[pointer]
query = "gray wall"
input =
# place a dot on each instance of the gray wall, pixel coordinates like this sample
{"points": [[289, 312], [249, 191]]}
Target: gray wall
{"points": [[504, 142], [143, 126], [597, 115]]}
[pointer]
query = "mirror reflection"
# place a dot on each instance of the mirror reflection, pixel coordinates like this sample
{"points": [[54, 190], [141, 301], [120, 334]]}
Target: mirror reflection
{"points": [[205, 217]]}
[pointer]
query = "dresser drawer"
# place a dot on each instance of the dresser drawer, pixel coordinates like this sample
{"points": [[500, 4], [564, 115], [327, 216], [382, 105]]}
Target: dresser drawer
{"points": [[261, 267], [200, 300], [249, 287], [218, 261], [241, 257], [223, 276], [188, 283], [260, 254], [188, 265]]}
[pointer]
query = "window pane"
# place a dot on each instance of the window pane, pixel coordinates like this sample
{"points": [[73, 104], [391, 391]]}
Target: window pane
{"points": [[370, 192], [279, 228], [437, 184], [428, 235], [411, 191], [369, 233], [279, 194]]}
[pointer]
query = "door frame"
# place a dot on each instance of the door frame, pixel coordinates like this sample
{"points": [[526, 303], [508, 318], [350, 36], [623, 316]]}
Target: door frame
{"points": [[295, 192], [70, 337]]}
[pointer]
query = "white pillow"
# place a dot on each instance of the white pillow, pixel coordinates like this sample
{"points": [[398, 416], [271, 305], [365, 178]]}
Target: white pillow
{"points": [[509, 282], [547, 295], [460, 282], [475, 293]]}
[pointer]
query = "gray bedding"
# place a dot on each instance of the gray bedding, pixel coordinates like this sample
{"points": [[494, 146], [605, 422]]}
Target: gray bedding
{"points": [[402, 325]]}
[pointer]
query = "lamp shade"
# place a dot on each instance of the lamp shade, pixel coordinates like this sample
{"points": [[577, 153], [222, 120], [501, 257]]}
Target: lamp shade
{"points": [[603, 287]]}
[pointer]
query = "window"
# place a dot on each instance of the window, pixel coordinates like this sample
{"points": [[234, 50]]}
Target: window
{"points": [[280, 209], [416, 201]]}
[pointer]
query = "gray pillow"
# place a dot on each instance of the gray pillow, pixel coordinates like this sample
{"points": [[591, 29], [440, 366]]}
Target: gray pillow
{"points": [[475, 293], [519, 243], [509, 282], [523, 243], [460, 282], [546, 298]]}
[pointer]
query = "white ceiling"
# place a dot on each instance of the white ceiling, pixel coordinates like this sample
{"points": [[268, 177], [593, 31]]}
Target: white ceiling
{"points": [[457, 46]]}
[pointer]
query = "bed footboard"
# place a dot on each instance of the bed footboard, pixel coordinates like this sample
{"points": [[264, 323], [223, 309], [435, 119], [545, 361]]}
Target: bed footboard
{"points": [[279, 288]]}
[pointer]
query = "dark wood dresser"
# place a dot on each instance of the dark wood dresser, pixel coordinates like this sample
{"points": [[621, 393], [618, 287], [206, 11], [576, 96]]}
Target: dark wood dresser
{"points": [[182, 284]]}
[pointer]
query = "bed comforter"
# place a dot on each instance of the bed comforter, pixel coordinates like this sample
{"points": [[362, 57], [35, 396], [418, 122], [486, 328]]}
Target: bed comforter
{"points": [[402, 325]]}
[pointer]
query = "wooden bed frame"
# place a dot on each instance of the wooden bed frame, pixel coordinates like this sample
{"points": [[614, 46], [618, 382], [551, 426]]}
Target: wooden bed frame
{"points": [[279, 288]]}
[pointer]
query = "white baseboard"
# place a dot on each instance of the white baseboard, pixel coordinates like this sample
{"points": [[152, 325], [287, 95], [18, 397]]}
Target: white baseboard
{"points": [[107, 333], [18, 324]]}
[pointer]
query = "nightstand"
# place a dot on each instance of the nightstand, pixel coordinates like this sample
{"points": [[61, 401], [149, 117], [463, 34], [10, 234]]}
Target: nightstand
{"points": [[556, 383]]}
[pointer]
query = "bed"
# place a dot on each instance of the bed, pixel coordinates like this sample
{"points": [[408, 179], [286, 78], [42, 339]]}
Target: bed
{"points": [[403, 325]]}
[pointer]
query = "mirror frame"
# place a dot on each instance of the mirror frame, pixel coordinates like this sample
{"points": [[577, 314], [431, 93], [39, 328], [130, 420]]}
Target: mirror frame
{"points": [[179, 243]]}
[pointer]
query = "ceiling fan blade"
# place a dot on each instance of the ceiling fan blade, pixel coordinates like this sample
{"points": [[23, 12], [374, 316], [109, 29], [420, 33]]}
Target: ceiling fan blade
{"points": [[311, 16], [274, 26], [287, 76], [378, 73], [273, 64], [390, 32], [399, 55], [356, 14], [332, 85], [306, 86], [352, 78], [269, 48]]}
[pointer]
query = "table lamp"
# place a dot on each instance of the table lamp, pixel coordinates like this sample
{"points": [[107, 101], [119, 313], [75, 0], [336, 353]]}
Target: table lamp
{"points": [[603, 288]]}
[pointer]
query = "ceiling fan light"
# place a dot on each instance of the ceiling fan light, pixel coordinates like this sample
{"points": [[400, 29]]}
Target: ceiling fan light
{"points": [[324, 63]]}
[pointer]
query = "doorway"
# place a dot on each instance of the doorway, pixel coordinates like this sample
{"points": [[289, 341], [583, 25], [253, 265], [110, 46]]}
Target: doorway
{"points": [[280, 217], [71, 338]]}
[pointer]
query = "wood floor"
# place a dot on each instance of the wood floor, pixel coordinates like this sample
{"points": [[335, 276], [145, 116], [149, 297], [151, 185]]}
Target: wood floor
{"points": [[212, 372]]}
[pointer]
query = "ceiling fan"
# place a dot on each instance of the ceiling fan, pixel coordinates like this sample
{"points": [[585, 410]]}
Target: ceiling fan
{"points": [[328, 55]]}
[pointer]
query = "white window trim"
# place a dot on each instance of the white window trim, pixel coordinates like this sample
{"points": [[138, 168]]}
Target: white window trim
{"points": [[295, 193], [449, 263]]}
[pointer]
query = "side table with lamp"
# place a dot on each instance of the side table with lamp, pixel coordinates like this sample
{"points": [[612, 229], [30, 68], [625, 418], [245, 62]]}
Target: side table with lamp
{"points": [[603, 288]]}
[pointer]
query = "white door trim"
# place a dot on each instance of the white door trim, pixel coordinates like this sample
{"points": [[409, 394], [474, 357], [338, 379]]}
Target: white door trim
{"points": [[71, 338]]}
--------------------------------
> [Aim of the exercise]:
Give the data again, exactly as it stands.

> [Full answer]:
[pointer]
query = "gray wall"
input =
# place a dot on each instance of the gray wall, pixel coordinates like this sample
{"points": [[289, 312], [249, 191]]}
Target: gray wall
{"points": [[504, 142], [143, 126], [597, 115]]}
[pointer]
query = "mirror reflection"
# place a dot on each instance of the mirror reflection, pixel coordinates like this sample
{"points": [[54, 190], [141, 301], [120, 334]]}
Target: mirror reflection
{"points": [[205, 217]]}
[pointer]
query = "dresser drawer"
# place a dot on each instance of the dresser drawer, pixel coordinates like this sample
{"points": [[500, 4], [564, 115], [327, 216], [382, 105]]}
Target: dresser drawer
{"points": [[261, 267], [200, 300], [249, 287], [218, 261], [241, 257], [223, 276], [188, 283], [260, 254], [188, 265]]}
[pointer]
query = "window pane"
# place a dot on each instance of the window pane, pixel coordinates like this sample
{"points": [[73, 104], [391, 391]]}
Target: window pane
{"points": [[370, 192], [279, 228], [437, 184], [428, 235], [411, 191], [369, 233], [279, 194]]}
[pointer]
query = "door frame"
# place a dot on each instance of the door frame, pixel coordinates like this sample
{"points": [[526, 303], [508, 318], [350, 36], [623, 316]]}
Target: door frame
{"points": [[295, 192], [70, 337]]}
[pointer]
query = "white pillow"
# place a dot on each instance of the white pillow, pixel coordinates like this sample
{"points": [[398, 416], [271, 305], [365, 178]]}
Target: white pillow
{"points": [[509, 282], [547, 295], [460, 282], [475, 293]]}
[pointer]
query = "gray bedding"
# place a dot on each instance of the gray bedding, pixel coordinates like this sample
{"points": [[494, 146], [605, 422]]}
Target: gray bedding
{"points": [[402, 325]]}
[pointer]
query = "lamp shade"
# place a dot on each instance of the lamp shade, pixel coordinates like this sample
{"points": [[577, 153], [222, 120], [501, 257]]}
Target: lamp shade
{"points": [[603, 287]]}
[pointer]
query = "window"
# place a dot on each instance of the window, pixel coordinates like this sample
{"points": [[234, 50]]}
Target: window
{"points": [[280, 209], [416, 201]]}
[pointer]
query = "gray pillow"
# place a dot on each instance of the gray pillow, pixel coordinates like this sample
{"points": [[591, 29], [440, 366]]}
Target: gray pillow
{"points": [[475, 293], [519, 243], [509, 282], [523, 243], [460, 282], [546, 298]]}
[pointer]
query = "white ceiling"
# place a dot on each instance of the white ceiling, pixel coordinates like this sample
{"points": [[268, 177], [593, 31]]}
Target: white ceiling
{"points": [[457, 46]]}
[pointer]
query = "bed footboard"
# place a dot on each instance of the bed footboard, pixel coordinates like this sample
{"points": [[264, 323], [223, 309], [435, 119], [545, 361]]}
Target: bed footboard
{"points": [[279, 288]]}
[pointer]
query = "dark wood dresser"
# place a dot on each instance of the dark wood dresser, pixel coordinates like this sample
{"points": [[621, 393], [618, 287], [206, 11], [576, 96]]}
Target: dark wood dresser
{"points": [[182, 284]]}
[pointer]
query = "bed comforter"
# place a dot on each instance of the bed comforter, pixel coordinates like this sample
{"points": [[362, 57], [35, 396], [418, 122], [486, 328]]}
Target: bed comforter
{"points": [[402, 325]]}
[pointer]
query = "wooden bed frame"
# place a dot on each instance of the wooden bed frame, pixel coordinates like this sample
{"points": [[614, 46], [618, 382], [551, 426]]}
Target: wooden bed frame
{"points": [[279, 288]]}
[pointer]
query = "white baseboard"
# place a dot on each instance of the white baseboard, pixel coordinates like this sample
{"points": [[152, 325], [287, 95], [18, 397]]}
Target: white baseboard
{"points": [[107, 333], [18, 324]]}
[pointer]
query = "nightstand"
# place a dot on each instance of the nightstand, pixel coordinates like this sample
{"points": [[61, 401], [149, 117], [463, 34], [10, 234]]}
Target: nightstand
{"points": [[556, 383]]}
[pointer]
query = "bed"
# place a dot on each instance of the bed, pixel coordinates like this sample
{"points": [[408, 179], [286, 78], [42, 339]]}
Target: bed
{"points": [[403, 325]]}
[pointer]
query = "mirror frame"
# place a dot on each instance of the mirror frame, pixel coordinates like this sample
{"points": [[577, 314], [431, 93], [39, 328], [130, 420]]}
Target: mirror frame
{"points": [[179, 243]]}
[pointer]
query = "ceiling fan blade"
# place a dot on each instance of the ceiling fan blade, pixel coordinates like this sample
{"points": [[23, 12], [374, 316], [109, 29], [420, 33]]}
Target: ceiling fan blade
{"points": [[311, 16], [274, 26], [287, 76], [378, 73], [273, 64], [390, 32], [399, 55], [356, 14], [332, 85], [306, 86], [352, 78], [269, 48]]}
[pointer]
query = "table lamp"
# place a dot on each instance of the table lamp, pixel coordinates like this sample
{"points": [[107, 101], [119, 313], [75, 0], [336, 353]]}
Target: table lamp
{"points": [[603, 288]]}
[pointer]
query = "ceiling fan light"
# place a dot on each instance of the ceiling fan light, pixel coordinates like this sample
{"points": [[400, 29]]}
Target: ceiling fan light
{"points": [[324, 63]]}
[pointer]
query = "doorway"
# place a dot on each instance of the doorway, pixel coordinates like this sample
{"points": [[289, 341], [583, 25], [253, 265], [110, 46]]}
Target: doorway
{"points": [[280, 217], [71, 338]]}
[pointer]
query = "wood floor"
# place a dot on each instance of the wood floor, pixel coordinates like this sample
{"points": [[335, 276], [145, 116], [149, 297], [151, 185]]}
Target: wood floor
{"points": [[212, 372]]}
[pointer]
query = "ceiling fan"
# place a dot on each instance of the ceiling fan, pixel coordinates like this sample
{"points": [[585, 410]]}
Target: ceiling fan
{"points": [[328, 55]]}
[pointer]
query = "white window trim"
# place a dot on each instance of the white window trim, pixel coordinates like this sample
{"points": [[138, 168]]}
Target: white window trim
{"points": [[295, 193], [449, 263]]}
[pointer]
query = "side table with lamp"
# place a dot on each instance of the side table with lamp, pixel coordinates like this sample
{"points": [[612, 229], [30, 68], [625, 418], [245, 62]]}
Target: side table with lamp
{"points": [[603, 288]]}
[pointer]
query = "white door trim"
# place a dot on each instance of the white door trim, pixel coordinates like this sample
{"points": [[409, 394], [474, 357], [338, 379]]}
Target: white door trim
{"points": [[71, 338]]}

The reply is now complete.